Render the data below as a two-column Markdown table headed "No." and "Line," with one numbered row per nonblank line. Omit the pictures.

§ Supplied entries
---+---

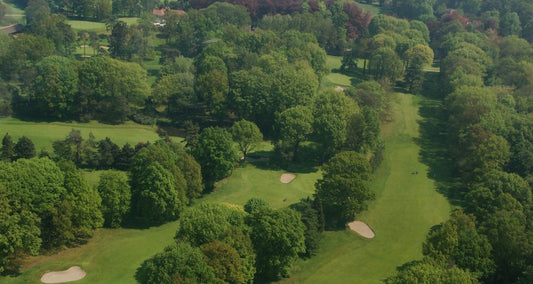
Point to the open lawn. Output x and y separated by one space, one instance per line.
44 133
87 26
111 256
406 207
334 78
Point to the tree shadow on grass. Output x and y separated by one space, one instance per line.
433 142
268 160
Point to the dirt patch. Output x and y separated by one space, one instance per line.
362 229
72 274
286 178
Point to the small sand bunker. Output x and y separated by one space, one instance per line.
362 229
72 274
286 178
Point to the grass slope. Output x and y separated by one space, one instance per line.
250 181
405 209
44 133
111 256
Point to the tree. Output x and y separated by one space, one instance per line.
332 111
294 125
24 149
247 135
84 200
224 260
216 154
344 188
108 152
178 263
210 222
115 192
55 88
7 150
278 238
156 198
36 11
458 242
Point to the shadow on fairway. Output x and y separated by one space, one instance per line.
433 142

---+---

§ Reply
| No. | Line |
|---|---|
| 1 | Point to the open lawn. Output x and y separated by one space, one instance per line. |
| 2 | 44 133 |
| 3 | 87 26 |
| 4 | 111 256 |
| 5 | 406 207 |
| 6 | 334 78 |
| 7 | Point to the tree shadow on grass. Output x and y separated by one space, one instance per line. |
| 8 | 433 142 |
| 9 | 268 160 |
| 10 | Point to the dirt patch. Output x and y separated by one space, one instance per line. |
| 11 | 362 229 |
| 12 | 72 274 |
| 13 | 286 178 |
| 14 | Point to the small sand bunker. Output x and y separated by one space, one instance per line. |
| 15 | 362 229 |
| 16 | 72 274 |
| 17 | 286 178 |
| 18 | Point to the grass slope. Output x and y separated by one space, one instance per line. |
| 19 | 250 181 |
| 20 | 405 209 |
| 21 | 44 133 |
| 22 | 111 256 |
| 23 | Point to the tree. Output x and y separated by one space, one instance per line. |
| 24 | 332 111 |
| 25 | 294 125 |
| 26 | 24 149 |
| 27 | 247 135 |
| 28 | 84 200 |
| 29 | 224 260 |
| 30 | 216 154 |
| 31 | 344 188 |
| 32 | 108 152 |
| 33 | 178 263 |
| 34 | 210 222 |
| 35 | 115 192 |
| 36 | 55 88 |
| 37 | 7 150 |
| 38 | 278 238 |
| 39 | 156 198 |
| 40 | 36 11 |
| 41 | 458 242 |
| 42 | Point to the shadow on fairway. Output x and y separated by one space, one instance per line. |
| 43 | 433 142 |